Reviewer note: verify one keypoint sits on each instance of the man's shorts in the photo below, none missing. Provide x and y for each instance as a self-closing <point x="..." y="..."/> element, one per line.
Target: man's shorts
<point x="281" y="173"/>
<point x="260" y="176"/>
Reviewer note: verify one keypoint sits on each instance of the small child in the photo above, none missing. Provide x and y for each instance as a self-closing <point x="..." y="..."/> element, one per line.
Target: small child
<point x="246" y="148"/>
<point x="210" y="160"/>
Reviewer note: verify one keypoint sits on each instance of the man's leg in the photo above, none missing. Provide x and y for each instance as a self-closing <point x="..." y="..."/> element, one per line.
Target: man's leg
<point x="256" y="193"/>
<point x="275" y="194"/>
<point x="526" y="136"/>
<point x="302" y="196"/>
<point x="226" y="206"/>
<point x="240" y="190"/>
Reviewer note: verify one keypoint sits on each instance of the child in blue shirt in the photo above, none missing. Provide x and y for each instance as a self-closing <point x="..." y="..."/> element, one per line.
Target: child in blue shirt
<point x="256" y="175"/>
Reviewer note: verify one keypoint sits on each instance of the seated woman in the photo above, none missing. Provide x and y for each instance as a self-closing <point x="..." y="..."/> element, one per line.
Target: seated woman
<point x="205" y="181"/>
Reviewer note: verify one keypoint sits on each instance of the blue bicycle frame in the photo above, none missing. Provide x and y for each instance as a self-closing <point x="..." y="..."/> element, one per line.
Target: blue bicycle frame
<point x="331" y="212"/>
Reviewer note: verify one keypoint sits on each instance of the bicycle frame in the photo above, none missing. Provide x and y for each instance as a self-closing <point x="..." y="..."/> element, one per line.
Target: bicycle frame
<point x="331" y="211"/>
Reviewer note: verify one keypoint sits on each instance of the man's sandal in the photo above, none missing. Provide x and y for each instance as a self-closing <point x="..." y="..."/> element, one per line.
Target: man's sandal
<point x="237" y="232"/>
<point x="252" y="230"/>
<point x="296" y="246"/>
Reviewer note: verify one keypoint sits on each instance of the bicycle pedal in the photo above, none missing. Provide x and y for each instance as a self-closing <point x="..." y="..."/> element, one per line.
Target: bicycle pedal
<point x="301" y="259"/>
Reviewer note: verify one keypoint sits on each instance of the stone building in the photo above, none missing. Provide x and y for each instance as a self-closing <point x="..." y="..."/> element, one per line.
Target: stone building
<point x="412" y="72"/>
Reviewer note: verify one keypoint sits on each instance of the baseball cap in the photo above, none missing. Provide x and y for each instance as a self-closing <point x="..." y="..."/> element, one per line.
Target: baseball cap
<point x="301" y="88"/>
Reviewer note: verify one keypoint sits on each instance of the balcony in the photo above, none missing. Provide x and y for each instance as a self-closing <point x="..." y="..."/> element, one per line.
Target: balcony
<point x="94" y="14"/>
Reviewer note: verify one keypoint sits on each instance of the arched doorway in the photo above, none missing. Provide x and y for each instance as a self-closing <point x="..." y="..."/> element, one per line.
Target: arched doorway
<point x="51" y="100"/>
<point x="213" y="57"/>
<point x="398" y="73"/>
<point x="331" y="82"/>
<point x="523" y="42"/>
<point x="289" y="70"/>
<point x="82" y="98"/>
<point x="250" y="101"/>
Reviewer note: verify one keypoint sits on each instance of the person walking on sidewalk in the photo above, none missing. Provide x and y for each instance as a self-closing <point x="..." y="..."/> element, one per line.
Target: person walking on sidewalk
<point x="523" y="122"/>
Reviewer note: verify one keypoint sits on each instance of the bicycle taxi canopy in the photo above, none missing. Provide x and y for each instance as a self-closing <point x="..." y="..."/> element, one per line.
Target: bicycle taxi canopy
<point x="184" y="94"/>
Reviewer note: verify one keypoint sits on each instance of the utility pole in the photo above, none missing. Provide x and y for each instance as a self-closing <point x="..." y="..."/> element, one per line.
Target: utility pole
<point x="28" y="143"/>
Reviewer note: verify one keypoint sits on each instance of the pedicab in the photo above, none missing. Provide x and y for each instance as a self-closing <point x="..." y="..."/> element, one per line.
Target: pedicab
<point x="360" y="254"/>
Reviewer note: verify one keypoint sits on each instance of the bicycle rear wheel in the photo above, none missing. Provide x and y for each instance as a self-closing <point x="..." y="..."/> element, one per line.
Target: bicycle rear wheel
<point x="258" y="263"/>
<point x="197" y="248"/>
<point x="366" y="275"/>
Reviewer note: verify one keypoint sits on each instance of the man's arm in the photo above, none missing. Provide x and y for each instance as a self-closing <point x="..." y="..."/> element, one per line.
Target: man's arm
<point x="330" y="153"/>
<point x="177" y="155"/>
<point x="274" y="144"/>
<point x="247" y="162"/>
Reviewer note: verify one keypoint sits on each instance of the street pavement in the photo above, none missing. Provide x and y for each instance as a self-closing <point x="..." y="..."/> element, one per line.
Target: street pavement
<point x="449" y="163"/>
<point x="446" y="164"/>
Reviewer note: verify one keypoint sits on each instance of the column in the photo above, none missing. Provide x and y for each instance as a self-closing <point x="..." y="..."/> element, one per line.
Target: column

##############################

Nothing in the listing may be changed; retype it all exactly.

Solution to the problem
Reviewer note: verify one keypoint sits on each instance of the man's shorts in the photo below, none missing. Provide x and y for each instance as a self-closing <point x="..." y="..."/> element, one per line.
Target: man's shorts
<point x="281" y="173"/>
<point x="260" y="176"/>
Reviewer note: verify one keypoint sits on each instance of the small child in the photo above, none missing. Provide x and y for each instance as a self-closing <point x="..." y="..."/> element, one per line.
Target: small child
<point x="246" y="148"/>
<point x="210" y="160"/>
Reviewer note: verify one keypoint sits on each instance of the man's leg in the photo above, none missing. Provide x and y for each instance as a self-closing <point x="..." y="..."/> element, one per line.
Target: man's leg
<point x="256" y="193"/>
<point x="275" y="194"/>
<point x="526" y="136"/>
<point x="302" y="196"/>
<point x="226" y="206"/>
<point x="240" y="190"/>
Reviewer note: verify one keypoint sits on each instance of the child in blue shirt in the photo above, none missing. Provide x and y for each instance as a self-closing <point x="..." y="..."/> element, one per line.
Target: child in blue shirt
<point x="256" y="175"/>
Reviewer note: verify one keypoint sits on each instance of the seated woman in the photo above, none missing. Provide x and y for each instance as a self-closing <point x="..." y="..."/> element, one per line.
Target: seated woman
<point x="205" y="181"/>
Reviewer note: verify one keypoint sits on each instance of the blue bicycle frame in the photo above, none missing. Provide x and y for each instance as a self-closing <point x="..." y="..."/> element, one per line.
Target: blue bicycle frame
<point x="331" y="212"/>
Reviewer note: verify one keypoint sits on each instance of the bicycle frame in the photo above, none missing. Provide x and y for each instance as a self-closing <point x="..." y="..."/> element, one per line.
Target: bicycle frame
<point x="331" y="211"/>
Reviewer note: verify one keypoint sits on each instance of the man's sandal in the photo above, none missing. Provide x and y for each instance as a self-closing <point x="..." y="..."/> element, one per line.
Target: man's sandal
<point x="237" y="232"/>
<point x="252" y="230"/>
<point x="296" y="246"/>
Reviewer note: verify one keypoint sits on each instance of the bicycle pedal in the photo above, none missing. Provide x and y for each instance as a self-closing <point x="..." y="..."/> element, one per line.
Target: bicycle pedal
<point x="301" y="259"/>
Reviewer note: verify one keypoint sits on each instance of the stone building in the photo above, none missing. Provide x and y for each instance as a self-closing <point x="..." y="..."/> element, one per line.
Target: stone building
<point x="412" y="72"/>
Reviewer note: verify one keypoint sits on each instance of the baseball cap in the photo above, none missing. Provide x and y for each instance as a self-closing <point x="..." y="..."/> element, one per line.
Target: baseball cap
<point x="301" y="88"/>
Reviewer note: verify one keypoint sits on each instance of the balcony in the photo above, none missing. Provide x and y for each instance as a self-closing <point x="..." y="..."/> element, one per line.
Target: balcony
<point x="94" y="14"/>
Reviewer note: verify one keypoint sits on each instance of the arched doorway in the photo above, none missing. Provide x and y for each instance as a self-closing <point x="..." y="..."/> element, one per line.
Target: arched doorway
<point x="51" y="100"/>
<point x="213" y="57"/>
<point x="398" y="73"/>
<point x="331" y="82"/>
<point x="523" y="42"/>
<point x="289" y="70"/>
<point x="82" y="98"/>
<point x="250" y="101"/>
Reviewer note: verify one keypoint sits on each instance of the person walking on sidewalk in the photo above, none missing. Provide x and y for each instance as a self-closing <point x="..." y="..."/> element, one per line.
Target: person walking on sidewalk
<point x="523" y="122"/>
Reviewer note: verify one keypoint sits on each instance of the bicycle taxi canopy in the photo above, none missing. Provide x and y for each instance as a self-closing <point x="..." y="..."/> element, one per line.
Target: bicycle taxi canopy
<point x="184" y="94"/>
Reviewer note: verify one keypoint sits on each instance of the utility pole in the photo above, none missing. Provide x and y for each instance as a self-closing <point x="..." y="..."/> element, one per line.
Target: utility pole
<point x="28" y="143"/>
Reviewer note: verify one keypoint sits on each instance of the pedicab in the photo above, none missing. Provide x and y for each instance as a self-closing <point x="..." y="..."/> element, one per line.
Target: pedicab
<point x="360" y="254"/>
Reviewer note: verify one keypoint sits on each instance of the bicycle rear wheel in the photo above, none missing. Provide x and y for each instance as a self-closing <point x="..." y="..."/> element, one per line.
Target: bicycle rear wheel
<point x="258" y="263"/>
<point x="197" y="248"/>
<point x="366" y="275"/>
Reviewer note: verify one keypoint sits on each instance of the man's arm in the photo above, none missing. Provide x and y for each instance as a self-closing <point x="..." y="..."/> element, one per line.
Target: man's arm
<point x="330" y="153"/>
<point x="177" y="155"/>
<point x="274" y="144"/>
<point x="247" y="162"/>
Reviewer note: verify one keypoint sits on each instance of the street pavement in the photo above, none missing. Provide x and y for each instance as a self-closing <point x="..." y="..."/> element, one per line.
Target: street pavement
<point x="449" y="163"/>
<point x="446" y="164"/>
Reviewer note: verify one keypoint sits on each instance of the column in the photo above, none missing. Provide x and y for each instance as a self-closing <point x="..." y="..."/> element, one per line.
Target: column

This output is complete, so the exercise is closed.